Point localization data:
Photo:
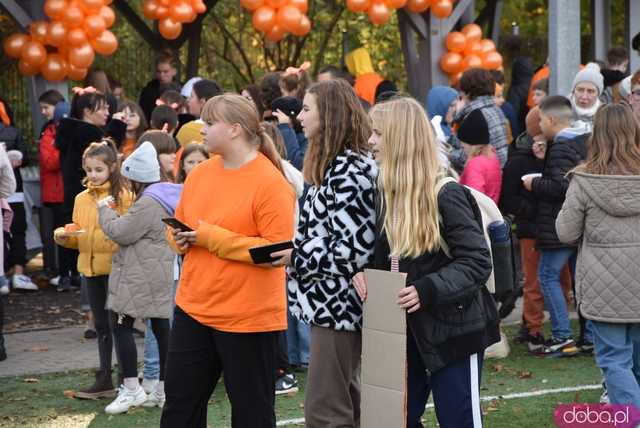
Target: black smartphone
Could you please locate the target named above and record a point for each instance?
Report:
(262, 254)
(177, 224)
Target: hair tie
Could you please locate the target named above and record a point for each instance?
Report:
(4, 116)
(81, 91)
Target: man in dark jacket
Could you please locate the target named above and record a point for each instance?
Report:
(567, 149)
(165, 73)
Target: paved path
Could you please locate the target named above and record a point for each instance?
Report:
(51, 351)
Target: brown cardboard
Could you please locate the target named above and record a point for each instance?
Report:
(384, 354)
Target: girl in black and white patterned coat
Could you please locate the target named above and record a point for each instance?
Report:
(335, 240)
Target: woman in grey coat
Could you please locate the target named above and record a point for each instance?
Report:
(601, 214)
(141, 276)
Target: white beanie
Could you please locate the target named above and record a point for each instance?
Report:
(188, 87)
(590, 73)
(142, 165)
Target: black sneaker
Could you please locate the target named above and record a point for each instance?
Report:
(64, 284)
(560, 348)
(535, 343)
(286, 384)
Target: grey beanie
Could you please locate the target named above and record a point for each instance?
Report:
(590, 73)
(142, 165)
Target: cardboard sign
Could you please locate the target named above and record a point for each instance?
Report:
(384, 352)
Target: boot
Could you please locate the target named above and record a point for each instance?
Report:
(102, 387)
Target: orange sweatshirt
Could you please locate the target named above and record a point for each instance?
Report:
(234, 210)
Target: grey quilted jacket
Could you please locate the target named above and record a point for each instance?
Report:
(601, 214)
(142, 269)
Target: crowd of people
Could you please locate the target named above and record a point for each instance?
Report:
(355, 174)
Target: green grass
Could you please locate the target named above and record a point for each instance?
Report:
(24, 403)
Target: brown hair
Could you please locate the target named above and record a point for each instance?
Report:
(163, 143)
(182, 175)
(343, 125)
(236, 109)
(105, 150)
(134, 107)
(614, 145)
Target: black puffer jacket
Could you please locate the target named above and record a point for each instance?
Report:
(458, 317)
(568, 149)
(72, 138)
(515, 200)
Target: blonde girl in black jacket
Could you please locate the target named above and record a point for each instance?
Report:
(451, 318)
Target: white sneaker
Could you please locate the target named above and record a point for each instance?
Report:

[Instructions for the task] Whenever the string "girl" shows up in a line above, copy that line.

[Your solution]
Target: girl in black and white patterned coat
Target: blonde girl in black jacket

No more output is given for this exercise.